▶ **Goal of the exercise**
Every line of the data below must be given again exactly.

▶ **Recorded data**
····················

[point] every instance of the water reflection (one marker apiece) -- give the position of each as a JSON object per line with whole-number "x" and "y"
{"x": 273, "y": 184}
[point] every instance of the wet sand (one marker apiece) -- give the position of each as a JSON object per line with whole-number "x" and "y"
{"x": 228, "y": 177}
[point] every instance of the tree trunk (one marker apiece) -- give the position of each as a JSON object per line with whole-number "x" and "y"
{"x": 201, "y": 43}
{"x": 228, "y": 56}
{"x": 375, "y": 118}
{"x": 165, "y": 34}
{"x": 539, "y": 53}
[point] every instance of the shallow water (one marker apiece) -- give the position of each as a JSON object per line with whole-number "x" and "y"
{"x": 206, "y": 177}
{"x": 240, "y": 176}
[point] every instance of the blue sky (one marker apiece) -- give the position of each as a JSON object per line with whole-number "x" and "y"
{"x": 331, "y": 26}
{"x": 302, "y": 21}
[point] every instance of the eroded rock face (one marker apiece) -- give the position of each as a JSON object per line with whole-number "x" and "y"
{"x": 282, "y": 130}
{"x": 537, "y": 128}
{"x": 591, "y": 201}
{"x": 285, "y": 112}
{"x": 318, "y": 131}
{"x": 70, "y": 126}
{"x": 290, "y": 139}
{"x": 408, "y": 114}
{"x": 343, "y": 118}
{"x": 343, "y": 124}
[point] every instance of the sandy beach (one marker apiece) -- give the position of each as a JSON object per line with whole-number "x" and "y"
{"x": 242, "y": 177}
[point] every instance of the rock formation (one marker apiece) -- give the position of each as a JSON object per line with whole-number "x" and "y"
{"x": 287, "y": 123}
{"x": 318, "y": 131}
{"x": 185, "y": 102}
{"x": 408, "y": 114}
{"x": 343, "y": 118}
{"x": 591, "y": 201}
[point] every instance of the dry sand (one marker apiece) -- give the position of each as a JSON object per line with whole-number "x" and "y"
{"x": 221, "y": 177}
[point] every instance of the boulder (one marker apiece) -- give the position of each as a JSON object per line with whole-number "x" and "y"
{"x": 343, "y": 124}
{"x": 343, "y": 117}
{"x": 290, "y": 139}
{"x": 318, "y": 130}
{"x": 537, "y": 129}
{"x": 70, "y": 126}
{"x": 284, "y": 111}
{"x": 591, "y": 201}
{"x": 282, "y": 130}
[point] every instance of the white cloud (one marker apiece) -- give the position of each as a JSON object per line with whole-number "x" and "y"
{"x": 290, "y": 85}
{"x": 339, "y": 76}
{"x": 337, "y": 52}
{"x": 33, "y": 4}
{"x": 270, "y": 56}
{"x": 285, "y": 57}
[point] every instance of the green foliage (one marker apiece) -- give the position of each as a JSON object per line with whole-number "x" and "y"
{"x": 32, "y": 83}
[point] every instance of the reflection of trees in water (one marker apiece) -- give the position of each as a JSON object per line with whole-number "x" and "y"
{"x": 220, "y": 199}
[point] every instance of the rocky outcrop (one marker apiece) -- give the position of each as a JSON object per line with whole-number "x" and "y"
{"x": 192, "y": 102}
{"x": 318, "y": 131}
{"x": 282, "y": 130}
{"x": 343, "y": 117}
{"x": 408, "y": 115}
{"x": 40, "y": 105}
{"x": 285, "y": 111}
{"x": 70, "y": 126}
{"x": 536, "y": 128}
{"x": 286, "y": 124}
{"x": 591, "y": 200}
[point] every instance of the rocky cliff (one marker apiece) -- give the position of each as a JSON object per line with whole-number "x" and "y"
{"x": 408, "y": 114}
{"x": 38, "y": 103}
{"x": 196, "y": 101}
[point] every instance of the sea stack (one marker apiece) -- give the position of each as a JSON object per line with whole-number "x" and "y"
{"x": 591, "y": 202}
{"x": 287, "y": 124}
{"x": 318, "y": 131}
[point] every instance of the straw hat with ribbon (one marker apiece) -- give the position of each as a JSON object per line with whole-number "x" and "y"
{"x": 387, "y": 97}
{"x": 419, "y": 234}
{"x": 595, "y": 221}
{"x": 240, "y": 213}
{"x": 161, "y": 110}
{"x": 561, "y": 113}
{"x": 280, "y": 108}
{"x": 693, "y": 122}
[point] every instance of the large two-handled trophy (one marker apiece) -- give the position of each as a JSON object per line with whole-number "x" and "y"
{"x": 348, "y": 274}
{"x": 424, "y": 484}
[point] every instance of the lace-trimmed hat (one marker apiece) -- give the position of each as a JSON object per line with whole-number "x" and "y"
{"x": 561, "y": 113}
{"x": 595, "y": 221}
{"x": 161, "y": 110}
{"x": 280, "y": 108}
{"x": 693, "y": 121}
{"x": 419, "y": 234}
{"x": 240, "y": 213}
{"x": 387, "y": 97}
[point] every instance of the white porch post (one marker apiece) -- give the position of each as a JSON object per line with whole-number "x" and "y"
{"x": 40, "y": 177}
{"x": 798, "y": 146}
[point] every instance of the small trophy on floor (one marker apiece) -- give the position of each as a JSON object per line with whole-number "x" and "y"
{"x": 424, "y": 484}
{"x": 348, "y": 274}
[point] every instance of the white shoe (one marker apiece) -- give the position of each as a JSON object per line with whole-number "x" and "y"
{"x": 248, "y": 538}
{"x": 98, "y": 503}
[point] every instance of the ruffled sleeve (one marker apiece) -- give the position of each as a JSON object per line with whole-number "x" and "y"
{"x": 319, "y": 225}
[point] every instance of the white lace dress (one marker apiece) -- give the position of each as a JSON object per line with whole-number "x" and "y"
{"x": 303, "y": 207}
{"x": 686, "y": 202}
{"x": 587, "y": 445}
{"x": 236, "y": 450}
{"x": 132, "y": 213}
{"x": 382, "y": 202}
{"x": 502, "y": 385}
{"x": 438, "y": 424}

····················

▶ **Finished task**
[point] every instance of the water reflection (one marker apiece) -- give the position of each as a JSON object per line with whole-number "x" and "y"
{"x": 273, "y": 184}
[point] every instance of the wet sand (one marker apiece) -- give the position of each as a JSON object per line with whole-number "x" and "y"
{"x": 228, "y": 177}
[point] every instance of the tree trunk (one marker apiece) -- give the position of each as a JSON object per line with whole-number "x" and "y"
{"x": 201, "y": 43}
{"x": 228, "y": 56}
{"x": 375, "y": 118}
{"x": 165, "y": 34}
{"x": 539, "y": 53}
[point] every instance of the shallow water (one marker apiece) -- give the position of each as a JSON object per line with whole-number "x" and "y"
{"x": 206, "y": 177}
{"x": 240, "y": 176}
[point] every instance of the blue sky (one marker apiece) -- give the position of each as a JSON object per line with whole-number "x" and "y"
{"x": 331, "y": 26}
{"x": 302, "y": 21}
[point] every instance of the eroded rock face (one marker apiece) -- give the position of each as a JSON object per line with whole-number "x" and "y"
{"x": 282, "y": 130}
{"x": 537, "y": 128}
{"x": 591, "y": 201}
{"x": 285, "y": 112}
{"x": 318, "y": 131}
{"x": 70, "y": 126}
{"x": 290, "y": 139}
{"x": 408, "y": 114}
{"x": 343, "y": 118}
{"x": 343, "y": 124}
[point] every instance of the sandy beach (one marker apiece) -- give the position of each as a JSON object per line with whole-number "x" and "y"
{"x": 242, "y": 177}
[point] every instance of the rock formation (one marker apiece) -- give the position of each as a JSON object per line with whole-number "x" and "y"
{"x": 287, "y": 123}
{"x": 318, "y": 131}
{"x": 185, "y": 102}
{"x": 408, "y": 114}
{"x": 343, "y": 118}
{"x": 591, "y": 201}
[point] every instance of the dry sand (one marker apiece) -- give the position of each as a JSON object per line with whole-number "x" and "y"
{"x": 221, "y": 177}
[point] every instance of the boulder (one marker apiece) -- give the position of each as a JSON object per line with whole-number "x" and "y"
{"x": 343, "y": 124}
{"x": 343, "y": 117}
{"x": 290, "y": 139}
{"x": 318, "y": 130}
{"x": 537, "y": 129}
{"x": 70, "y": 126}
{"x": 284, "y": 111}
{"x": 591, "y": 201}
{"x": 282, "y": 130}
[point] every instance of the white cloud (one marker apiece) -- give the position of each as a JSON object per line with whole-number "x" and "y"
{"x": 290, "y": 85}
{"x": 339, "y": 76}
{"x": 337, "y": 52}
{"x": 33, "y": 4}
{"x": 270, "y": 56}
{"x": 285, "y": 57}
[point] every instance of the green foliage (one marker apiece) -- give the position of each as a JSON object per line with whole-number "x" and "y"
{"x": 32, "y": 83}
[point] every instance of the reflection of trees in water (one marker apiece) -- give the position of each as a JSON object per line with whole-number "x" and "y"
{"x": 220, "y": 199}
[point] every instance of the rocky outcrop (one marker apiece) -- give the position of each as a JSON object per line with whole-number "x" and "y"
{"x": 192, "y": 102}
{"x": 318, "y": 131}
{"x": 282, "y": 130}
{"x": 343, "y": 117}
{"x": 408, "y": 115}
{"x": 40, "y": 105}
{"x": 285, "y": 111}
{"x": 70, "y": 126}
{"x": 536, "y": 128}
{"x": 286, "y": 124}
{"x": 591, "y": 200}
[point] every instance of the rocky cliff (one marker apiece) -- give the position of each as a JSON object per line with whole-number "x" and "y"
{"x": 408, "y": 114}
{"x": 38, "y": 103}
{"x": 196, "y": 101}
[point] every instance of the sea stack (one marker apiece) -- give the position of each as a JSON object per line with whole-number "x" and "y"
{"x": 591, "y": 202}
{"x": 287, "y": 124}
{"x": 318, "y": 131}
[point] every instance of the straw hat with ribbon (one marker apiece) -- give the position of each as a JSON object per line with whole-number "x" and "y"
{"x": 387, "y": 97}
{"x": 419, "y": 234}
{"x": 595, "y": 221}
{"x": 240, "y": 213}
{"x": 161, "y": 110}
{"x": 561, "y": 113}
{"x": 280, "y": 108}
{"x": 693, "y": 122}
[point] every instance of the large two-handled trophy (one marker apiece) -- give the position of each as a JSON object per line with whole-number "x" and "y"
{"x": 348, "y": 274}
{"x": 424, "y": 484}
[point] every instance of the lace-trimmed hat (one marker apiece) -- give the position of each as a JSON object per line with whole-number "x" and "y"
{"x": 561, "y": 113}
{"x": 595, "y": 221}
{"x": 161, "y": 110}
{"x": 280, "y": 108}
{"x": 693, "y": 121}
{"x": 419, "y": 234}
{"x": 240, "y": 213}
{"x": 387, "y": 97}
[point] every instance of the white porch post (one marker apiece) -- give the position of each as a JSON object per line with whole-number "x" and "y"
{"x": 40, "y": 177}
{"x": 798, "y": 146}
[point] every instance of the small trophy on floor (one marker apiece) -- give the position of each as a JSON object per line with whole-number "x" and "y"
{"x": 424, "y": 484}
{"x": 348, "y": 274}
[point] every instance of the white shoe (one marker apiece) -- give the position of each as a JSON object per line with whole-number "x" and "y"
{"x": 248, "y": 538}
{"x": 98, "y": 503}
[point] every instance of the ruffled sleeve (one marker apiece) -- give the position of each as a JSON object per line with whole-number "x" and "y"
{"x": 319, "y": 225}
[point] every instance of the white lace dress (one marker apiece) -- give the position of each as a JSON object per line with whole-number "x" and "y"
{"x": 303, "y": 207}
{"x": 686, "y": 202}
{"x": 587, "y": 445}
{"x": 236, "y": 450}
{"x": 132, "y": 213}
{"x": 382, "y": 202}
{"x": 502, "y": 385}
{"x": 438, "y": 424}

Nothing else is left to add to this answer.